> _What you are asked to do_: Continue the review of the slasher film Cold Prey below, picking up right after its final sentence.

Text provided below:

The Lodge: The Real Star of the Show
Forget Camp Crystal Lake. Forget Elm Street. This abandoned ski lodge is the sexiest slasher setting in years. It’s eerie, massive, and filled with long, creaking hallways just begging for a flashlight chase. It’s like The Shining’s Overlook Hotel went on a skiing holiday and decided it liked murder too much to leave.
The production design deserves credit: every room feels both cozy and suffocating, like Airbnb horror. You half expect to see a review online: “Loved the vintage décor. Minus one star because a homicidal man in goggles killed my boyfriend.”
The Kills: Brutal but Beautiful
Let’s be clear: this is not your wink-wink, over-the-top gorefest. Cold Prey’s kills are brutal but restrained, shot with an art-house eye. The Mountain Man’s weapon of choice, the pickaxe, is both practical and terrifying—because nothing says “romantic ski trip” like being skewered like a kebab.

End of Text provided.
The data below:

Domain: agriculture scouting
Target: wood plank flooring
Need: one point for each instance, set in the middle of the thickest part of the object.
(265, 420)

End of The data.

> _Task result_:
The violence isn’t played for laughs. It hurts. When Mikal gets his neck snapped after a bear trap mishap, you feel it. When Ingunn screams for help and no one hears her over the blaring music, it’s gutting. This is horror with emotional stakes—you care about the characters, which makes their deaths sting instead of amuse.
The Atmosphere: Snow, Silence, and Screams
Director Roar Uthaug (yes, the man who later gave us Tomb Raider) knows how to milk atmosphere. The snowy wilderness is a character in itself—vast, silent, and uncaring. Every crunch of snow, every gust of wind, every creak of floorboards builds dread.
This isn’t just gore porn; it’s tension, built slowly and methodically. Half the time you’re staring at gorgeous landscapes, thinking, “Wow, I want to visit Norway.” The other half, you’re thinking, “Wow, I’d be murdered immediately if I visited Norway.”
Why It Works: Familiar, Yet Fresh
Yes, Cold Prey follows slasher conventions: isolated setting, group of young friends, killer with a signature weapon. But it does it so well that it feels refreshing. The pacing is tight, the characters have depth (for a slasher, anyway), and the visuals elevate it above “just another teen bloodbath.”
It’s proof that even the most familiar formulas can be terrifying if you actually care about direction, cinematography, and atmosphere. Imagine that—making a slasher movie with effort.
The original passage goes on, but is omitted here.